EXERCISE DATA START

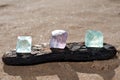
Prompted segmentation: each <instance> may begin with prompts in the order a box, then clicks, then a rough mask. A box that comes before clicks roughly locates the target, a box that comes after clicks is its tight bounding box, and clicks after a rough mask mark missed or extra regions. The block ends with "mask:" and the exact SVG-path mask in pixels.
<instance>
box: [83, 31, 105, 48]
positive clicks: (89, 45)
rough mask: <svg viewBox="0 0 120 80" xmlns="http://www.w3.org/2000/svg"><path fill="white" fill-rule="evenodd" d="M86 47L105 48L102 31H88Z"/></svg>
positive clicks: (86, 33)
mask: <svg viewBox="0 0 120 80" xmlns="http://www.w3.org/2000/svg"><path fill="white" fill-rule="evenodd" d="M85 46H86V47H99V48H101V47H103V34H102V32H100V31H94V30H88V31H87V33H86V36H85Z"/></svg>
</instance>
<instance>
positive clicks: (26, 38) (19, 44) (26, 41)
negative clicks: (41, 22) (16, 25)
mask: <svg viewBox="0 0 120 80" xmlns="http://www.w3.org/2000/svg"><path fill="white" fill-rule="evenodd" d="M31 47H32V38H31V36H18V41H17V46H16V52H17V53H31Z"/></svg>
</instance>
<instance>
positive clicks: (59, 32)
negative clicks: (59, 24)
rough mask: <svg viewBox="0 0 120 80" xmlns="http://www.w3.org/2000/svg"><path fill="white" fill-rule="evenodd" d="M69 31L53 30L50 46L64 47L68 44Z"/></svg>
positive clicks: (56, 47) (50, 47)
mask: <svg viewBox="0 0 120 80" xmlns="http://www.w3.org/2000/svg"><path fill="white" fill-rule="evenodd" d="M67 36H68V33H67V32H66V31H64V30H54V31H52V37H51V40H50V48H59V49H64V48H65V46H66V40H67Z"/></svg>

EXERCISE DATA END

• [WHAT YOU HAVE TO DO]
What the reply must contain is an exact transcription of the data above and none of its pictures.

• [RESULT OF THE EXERCISE]
Prompted segmentation: each <instance> may begin with prompts in the order a box, then clicks, then a rough mask. A box that comes before clicks roughly locates the target, a box that comes after clicks is its tight bounding box, and clicks after a rough mask mark missed or extra regions. The block ends with "mask:" and the exact SVG-path mask in pixels.
<instance>
box: [83, 31, 105, 48]
positive clicks: (89, 45)
rough mask: <svg viewBox="0 0 120 80" xmlns="http://www.w3.org/2000/svg"><path fill="white" fill-rule="evenodd" d="M86 47L105 48L102 31H88Z"/></svg>
positive clicks: (86, 33)
mask: <svg viewBox="0 0 120 80" xmlns="http://www.w3.org/2000/svg"><path fill="white" fill-rule="evenodd" d="M85 46H86V47H99V48H101V47H103V34H102V32H100V31H94V30H88V31H87V33H86V36H85Z"/></svg>
</instance>
<instance>
positive clicks: (26, 38) (19, 44) (26, 41)
negative clicks: (41, 22) (16, 25)
mask: <svg viewBox="0 0 120 80" xmlns="http://www.w3.org/2000/svg"><path fill="white" fill-rule="evenodd" d="M31 47H32V38H31V36H18V41H17V46H16V52H17V53H31Z"/></svg>
</instance>
<instance>
positive clicks: (59, 32)
negative clicks: (59, 24)
rough mask: <svg viewBox="0 0 120 80" xmlns="http://www.w3.org/2000/svg"><path fill="white" fill-rule="evenodd" d="M69 31L53 30L50 46L64 47L68 44Z"/></svg>
positive clicks: (56, 47) (50, 47)
mask: <svg viewBox="0 0 120 80" xmlns="http://www.w3.org/2000/svg"><path fill="white" fill-rule="evenodd" d="M67 36H68V33H67V32H66V31H64V30H54V31H52V37H51V40H50V48H59V49H64V48H65V46H66V40H67Z"/></svg>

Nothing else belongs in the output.